### Work instructions
Copy out all the entries exactly.

### Working data
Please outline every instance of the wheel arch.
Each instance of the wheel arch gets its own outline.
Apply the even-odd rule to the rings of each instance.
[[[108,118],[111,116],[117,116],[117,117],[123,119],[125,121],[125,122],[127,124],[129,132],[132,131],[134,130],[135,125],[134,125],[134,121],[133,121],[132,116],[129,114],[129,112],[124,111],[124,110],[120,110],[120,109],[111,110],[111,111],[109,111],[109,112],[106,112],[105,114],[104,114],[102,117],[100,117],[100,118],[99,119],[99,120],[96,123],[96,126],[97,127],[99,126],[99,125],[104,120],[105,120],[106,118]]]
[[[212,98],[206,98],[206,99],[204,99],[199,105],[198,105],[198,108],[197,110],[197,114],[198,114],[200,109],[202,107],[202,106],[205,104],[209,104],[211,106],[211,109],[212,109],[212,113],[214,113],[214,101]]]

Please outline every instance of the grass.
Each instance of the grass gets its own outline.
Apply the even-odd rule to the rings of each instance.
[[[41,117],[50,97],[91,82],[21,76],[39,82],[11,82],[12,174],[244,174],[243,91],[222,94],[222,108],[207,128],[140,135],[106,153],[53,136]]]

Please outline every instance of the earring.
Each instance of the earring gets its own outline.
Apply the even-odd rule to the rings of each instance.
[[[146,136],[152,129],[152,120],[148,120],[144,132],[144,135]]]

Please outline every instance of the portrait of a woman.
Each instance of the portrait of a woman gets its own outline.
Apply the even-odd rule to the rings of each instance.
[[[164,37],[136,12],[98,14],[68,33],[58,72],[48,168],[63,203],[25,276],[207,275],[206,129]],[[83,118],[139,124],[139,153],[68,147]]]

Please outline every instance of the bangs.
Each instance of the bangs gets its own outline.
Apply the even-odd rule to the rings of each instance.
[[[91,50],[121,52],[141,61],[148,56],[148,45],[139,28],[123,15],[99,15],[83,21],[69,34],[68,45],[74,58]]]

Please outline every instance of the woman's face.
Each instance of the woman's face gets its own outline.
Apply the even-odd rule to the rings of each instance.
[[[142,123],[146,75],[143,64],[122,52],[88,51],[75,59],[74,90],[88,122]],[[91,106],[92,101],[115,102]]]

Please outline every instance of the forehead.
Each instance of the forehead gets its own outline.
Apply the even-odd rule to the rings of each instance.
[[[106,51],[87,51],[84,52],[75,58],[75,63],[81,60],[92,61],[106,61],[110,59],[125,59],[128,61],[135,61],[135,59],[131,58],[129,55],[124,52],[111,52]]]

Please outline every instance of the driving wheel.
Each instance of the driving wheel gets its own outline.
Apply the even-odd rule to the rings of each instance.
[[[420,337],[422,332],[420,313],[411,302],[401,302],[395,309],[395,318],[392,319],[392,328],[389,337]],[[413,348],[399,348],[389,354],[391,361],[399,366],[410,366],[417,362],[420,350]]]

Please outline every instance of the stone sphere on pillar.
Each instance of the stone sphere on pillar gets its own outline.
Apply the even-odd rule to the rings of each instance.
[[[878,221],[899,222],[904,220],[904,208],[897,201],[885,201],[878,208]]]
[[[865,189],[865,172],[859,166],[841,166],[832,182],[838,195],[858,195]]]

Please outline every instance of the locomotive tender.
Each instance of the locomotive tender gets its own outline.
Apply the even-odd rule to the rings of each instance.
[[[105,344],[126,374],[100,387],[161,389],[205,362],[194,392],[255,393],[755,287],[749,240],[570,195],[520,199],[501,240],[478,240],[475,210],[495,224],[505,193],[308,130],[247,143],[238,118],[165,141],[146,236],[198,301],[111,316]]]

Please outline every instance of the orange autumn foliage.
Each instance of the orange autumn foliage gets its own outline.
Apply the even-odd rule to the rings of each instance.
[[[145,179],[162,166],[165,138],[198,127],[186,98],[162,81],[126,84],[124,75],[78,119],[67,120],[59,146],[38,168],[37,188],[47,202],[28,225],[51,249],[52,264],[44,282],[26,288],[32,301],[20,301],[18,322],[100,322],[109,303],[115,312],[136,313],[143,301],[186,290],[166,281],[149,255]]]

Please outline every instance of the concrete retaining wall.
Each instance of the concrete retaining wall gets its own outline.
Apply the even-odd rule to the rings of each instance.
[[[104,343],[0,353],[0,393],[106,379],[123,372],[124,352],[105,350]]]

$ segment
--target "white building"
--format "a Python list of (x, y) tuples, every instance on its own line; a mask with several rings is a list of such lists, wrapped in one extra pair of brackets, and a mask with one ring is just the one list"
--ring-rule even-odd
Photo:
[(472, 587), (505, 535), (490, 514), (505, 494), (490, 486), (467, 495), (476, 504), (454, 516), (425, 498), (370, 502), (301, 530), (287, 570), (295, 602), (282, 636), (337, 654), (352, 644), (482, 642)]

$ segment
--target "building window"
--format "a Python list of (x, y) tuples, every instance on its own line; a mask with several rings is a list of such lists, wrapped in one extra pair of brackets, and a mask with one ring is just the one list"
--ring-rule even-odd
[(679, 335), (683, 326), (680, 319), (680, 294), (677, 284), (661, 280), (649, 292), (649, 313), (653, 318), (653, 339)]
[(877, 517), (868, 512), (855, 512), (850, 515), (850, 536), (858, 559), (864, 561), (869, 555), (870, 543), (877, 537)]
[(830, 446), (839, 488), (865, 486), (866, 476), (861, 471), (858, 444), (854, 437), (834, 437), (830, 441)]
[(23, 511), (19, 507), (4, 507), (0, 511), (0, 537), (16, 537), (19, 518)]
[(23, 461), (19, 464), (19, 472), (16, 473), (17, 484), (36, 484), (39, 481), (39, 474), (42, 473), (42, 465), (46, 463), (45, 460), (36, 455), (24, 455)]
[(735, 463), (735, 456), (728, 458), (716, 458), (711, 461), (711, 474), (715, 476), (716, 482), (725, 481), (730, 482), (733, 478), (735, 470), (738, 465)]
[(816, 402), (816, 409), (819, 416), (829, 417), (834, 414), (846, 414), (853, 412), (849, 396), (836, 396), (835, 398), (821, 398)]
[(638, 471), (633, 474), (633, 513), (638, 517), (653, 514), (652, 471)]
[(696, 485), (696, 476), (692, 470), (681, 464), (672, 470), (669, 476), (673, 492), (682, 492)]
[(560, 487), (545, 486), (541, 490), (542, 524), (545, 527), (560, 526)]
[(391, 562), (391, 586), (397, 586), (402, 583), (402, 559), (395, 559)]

### Solution
Please outline every instance of the wheel arch.
Each instance of the wheel arch gets its own outline.
Apply the even-odd rule to the rings of each instance.
[[[108,118],[111,116],[117,116],[117,117],[123,119],[125,121],[125,122],[127,124],[129,132],[132,131],[134,130],[135,125],[134,125],[134,121],[133,121],[132,116],[129,114],[129,112],[124,111],[124,110],[120,110],[120,109],[111,110],[111,111],[109,111],[109,112],[106,112],[105,114],[104,114],[102,117],[100,117],[100,118],[99,119],[99,120],[96,123],[96,126],[97,127],[99,126],[99,125],[104,120],[105,120],[106,118]]]
[[[212,98],[206,98],[206,99],[204,99],[199,105],[198,105],[198,108],[197,110],[197,114],[198,114],[200,109],[202,107],[202,106],[205,104],[209,104],[211,106],[211,109],[212,109],[212,113],[214,113],[214,101]]]

Please outline every instance of the grass.
Each instance of the grass gets its own outline.
Apply the even-odd rule to the rings of each instance.
[[[41,117],[50,97],[91,82],[21,76],[39,82],[11,82],[12,174],[244,174],[243,91],[222,94],[222,108],[207,128],[140,135],[106,153],[53,136]]]

Please outline every instance of the earring.
Each instance of the earring gets its own outline.
Apply the even-odd rule to the rings of each instance.
[[[146,136],[152,129],[152,120],[148,120],[144,132],[144,135]]]

Please outline every instance of the portrait of a woman.
Each instance of the portrait of a woman gets its own outline.
Apply the even-odd rule to the rings of each instance.
[[[164,37],[136,12],[98,14],[68,33],[58,72],[48,168],[63,203],[25,276],[207,275],[206,129]],[[83,118],[139,124],[139,153],[68,147]]]

Please outline every instance of the bangs.
Each instance of the bangs gets its own outline.
Apply the even-odd rule to the rings of each instance.
[[[91,50],[121,52],[141,61],[148,56],[148,45],[139,28],[123,15],[99,15],[83,21],[69,34],[68,45],[74,58]]]

Please outline every instance of the woman's face.
Each instance of the woman's face gets its own outline.
Apply the even-odd rule to the rings of each instance.
[[[142,123],[146,75],[143,64],[122,52],[88,51],[75,59],[74,90],[88,122]],[[91,106],[92,101],[115,102]]]

Please outline every instance of the forehead.
Each instance of the forehead gets its own outline.
Apply the even-odd rule to the rings of each instance.
[[[106,51],[87,51],[84,52],[75,58],[75,63],[81,60],[92,61],[106,61],[110,59],[125,59],[128,61],[135,61],[135,59],[131,58],[129,55],[124,52],[111,52]]]

Please outline every instance of the driving wheel.
Each instance of the driving wheel gets its own outline.
Apply the even-odd rule to the rings of each instance.
[[[420,337],[422,332],[420,313],[411,302],[401,302],[395,309],[395,318],[392,319],[392,328],[389,337]],[[413,348],[399,348],[389,354],[391,361],[399,366],[410,366],[417,362],[420,350]]]

Please outline every instance of the stone sphere on pillar.
Each instance of the stone sphere on pillar gets its own outline.
Apply the even-odd rule to the rings of each instance.
[[[878,221],[899,222],[904,220],[904,208],[897,201],[885,201],[878,208]]]
[[[865,189],[865,172],[859,166],[841,166],[832,182],[838,195],[858,195]]]

Please outline every instance of the locomotive tender.
Each instance of the locomotive tender gets its own outline.
Apply the even-odd rule to the rings of each instance.
[[[105,344],[126,374],[100,387],[161,389],[205,362],[194,392],[255,393],[755,287],[749,240],[570,195],[520,199],[501,240],[478,240],[475,210],[495,224],[505,193],[308,130],[247,143],[238,118],[165,141],[146,236],[198,301],[111,316]]]

Please outline every instance of the orange autumn foliage.
Each instance of the orange autumn foliage gets its own outline.
Apply the even-odd rule to the rings of each instance.
[[[145,179],[162,166],[165,138],[198,127],[186,98],[162,81],[126,84],[124,75],[78,119],[67,120],[59,146],[38,168],[37,188],[47,202],[28,225],[51,249],[52,264],[44,282],[26,288],[32,301],[20,301],[18,322],[100,322],[109,303],[115,312],[136,313],[143,301],[186,290],[166,281],[149,255]]]

Please outline every instance of the concrete retaining wall.
Each instance of the concrete retaining wall gets its own outline.
Apply the even-odd rule to the rings of each instance.
[[[104,343],[0,353],[0,393],[106,379],[123,372],[124,352],[105,350]]]

$ segment
--target "white building"
--format "a Python list of (x, y) tuples, every instance on its own line; a mask with several rings is a list of such lists, wrapped in one extra pair of brackets, and a mask with one ring is just the one list"
--ring-rule even-odd
Photo:
[(472, 587), (505, 535), (490, 514), (505, 494), (490, 486), (467, 495), (476, 504), (454, 516), (425, 498), (370, 502), (301, 530), (287, 570), (295, 602), (282, 636), (337, 654), (352, 644), (482, 642)]

$ segment
--target "building window"
--format "a Python list of (x, y) tuples, every instance on its own line; a mask with several rings is a list of such lists, wrapped in one extra pair of brackets, and a mask with one ring is just the one list"
--ring-rule even-odd
[(679, 335), (683, 326), (680, 319), (680, 294), (677, 284), (661, 280), (649, 292), (649, 313), (653, 318), (653, 339)]
[(877, 517), (868, 512), (855, 512), (850, 515), (850, 536), (858, 559), (864, 561), (869, 555), (870, 543), (877, 537)]
[(830, 446), (839, 488), (865, 486), (866, 476), (861, 471), (858, 444), (854, 437), (834, 437), (830, 441)]
[(23, 511), (19, 507), (4, 507), (0, 511), (0, 537), (16, 537), (19, 518)]
[(23, 461), (19, 464), (19, 472), (16, 473), (17, 484), (36, 484), (39, 481), (39, 474), (42, 473), (42, 465), (46, 463), (45, 460), (36, 455), (24, 455)]
[(735, 463), (735, 456), (728, 458), (716, 458), (711, 461), (711, 474), (715, 476), (716, 482), (725, 481), (730, 482), (733, 478), (735, 470), (738, 465)]
[(816, 402), (816, 409), (819, 416), (829, 417), (834, 414), (846, 414), (853, 412), (849, 396), (836, 396), (835, 398), (821, 398)]
[(638, 471), (633, 474), (633, 513), (638, 517), (653, 514), (652, 471)]
[(696, 485), (696, 476), (692, 470), (681, 464), (672, 470), (669, 476), (673, 492), (682, 492)]
[(560, 487), (545, 486), (541, 490), (542, 524), (545, 527), (560, 526)]
[(391, 562), (391, 586), (397, 586), (402, 583), (402, 559), (395, 559)]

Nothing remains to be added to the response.